**Passage shown:**
Western Washington has been permanently inhabited for at least 12,000 years, to the Pleistocene epoch and the end of the Last Glacial Maximum. Although it is possible that humans lived in the region before that time, the landscape was highly volcanic and unstable, leading to vast alteration of the coastline and rivers over time. Archaeological sites at the former village at West Point (paq̓ac̓aɬčuʔ) date back at least 4,200 years. Villages at the mouth of the Duwamish River such as həʔapus and t̕uʔəlalʔtxʷ had been continuously inhabited since the 6th century CE.

In the first half of the 19th century, the Duwamish began facing extreme raiding from the Lekwiltok and Kwakwaka'wakw, who raided much of the Puget Sound area for slaves and loot. Food resources varied, and resources were not always sufficient to last through to spring. There is evidence that an extensive trade and potlatch network evolved to help distribute resources to areas in need that varied year to year, and was potent and effective until European diseases arriving in the 1770s and ravaged the region for more than a century.

(Records from a dataset)

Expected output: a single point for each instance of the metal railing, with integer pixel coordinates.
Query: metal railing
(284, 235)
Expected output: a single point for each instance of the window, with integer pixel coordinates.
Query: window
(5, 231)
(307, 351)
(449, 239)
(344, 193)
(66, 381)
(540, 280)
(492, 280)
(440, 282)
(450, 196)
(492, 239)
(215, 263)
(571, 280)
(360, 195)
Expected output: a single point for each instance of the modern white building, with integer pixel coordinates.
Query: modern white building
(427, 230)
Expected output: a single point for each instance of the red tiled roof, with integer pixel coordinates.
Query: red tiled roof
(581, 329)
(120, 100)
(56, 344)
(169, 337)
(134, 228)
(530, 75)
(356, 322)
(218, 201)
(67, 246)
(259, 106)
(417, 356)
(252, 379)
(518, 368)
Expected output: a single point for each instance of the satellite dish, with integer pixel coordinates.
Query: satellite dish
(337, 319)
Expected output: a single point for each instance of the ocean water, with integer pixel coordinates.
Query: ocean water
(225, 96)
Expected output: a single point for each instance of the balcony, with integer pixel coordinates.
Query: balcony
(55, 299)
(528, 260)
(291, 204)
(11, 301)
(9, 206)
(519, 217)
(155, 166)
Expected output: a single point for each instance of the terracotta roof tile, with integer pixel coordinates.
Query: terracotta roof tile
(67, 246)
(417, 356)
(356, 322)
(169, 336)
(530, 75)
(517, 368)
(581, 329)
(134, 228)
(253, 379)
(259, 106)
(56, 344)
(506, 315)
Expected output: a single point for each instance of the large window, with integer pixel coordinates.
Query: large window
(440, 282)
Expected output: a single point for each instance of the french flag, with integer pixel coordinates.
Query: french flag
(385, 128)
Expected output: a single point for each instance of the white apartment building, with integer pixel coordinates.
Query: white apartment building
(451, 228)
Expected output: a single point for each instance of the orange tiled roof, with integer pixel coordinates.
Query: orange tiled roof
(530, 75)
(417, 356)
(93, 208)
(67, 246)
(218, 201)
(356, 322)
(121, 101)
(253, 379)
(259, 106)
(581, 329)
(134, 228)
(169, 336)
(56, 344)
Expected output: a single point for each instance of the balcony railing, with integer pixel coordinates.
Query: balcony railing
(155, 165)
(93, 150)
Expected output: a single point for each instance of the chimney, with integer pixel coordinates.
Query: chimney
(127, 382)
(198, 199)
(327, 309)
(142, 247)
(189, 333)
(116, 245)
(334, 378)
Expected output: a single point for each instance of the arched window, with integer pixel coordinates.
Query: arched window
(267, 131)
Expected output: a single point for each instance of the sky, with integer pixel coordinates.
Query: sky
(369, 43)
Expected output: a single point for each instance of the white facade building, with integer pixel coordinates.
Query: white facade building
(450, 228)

**What is required:** Continue the passage on the early history of Western Washington and the Duwamish, picking up after its final sentence.

**Your response:**
By 1851, the Duwamish had 17 villages with at least 93 buildings, including longhouses, around the present-day Seattle area. There were four prominent villages on Elliott Bay and the lower Duwamish River. Before modern civil engineering, the area at the mouth of Elliot Bay had extensive tidelands which were abundantly rich in marine life and a plentiful source of food for the Duwamish.

Duwamish contact with Europeans was sporadic until the 1850s. From the early 19th century, the maritime fur trade in the Puget Sound–Strait of Georgia regions greatly accelerated the pace of social and organizational change. American settlements at Alki Point (sbaqʷabqs) and what is now Pioneer Square in Downtown Seattle were established in 1851 and 1852. From this point on, Americans settled the region at ever-increasing rates, eventually leading to the Treaty of Point Elliot in 1855.

In 1854, American ethnologist George Gibbs conducted a survey of the Indigenous peoples of Puget Sound. In this survey, he recorded 162 Duwamish people living at Lake Fork and along the Duwamish River, and 189 Duwamish and their relatives living on Lake Washington and along the Green and White rivers, for an estimated total of 351.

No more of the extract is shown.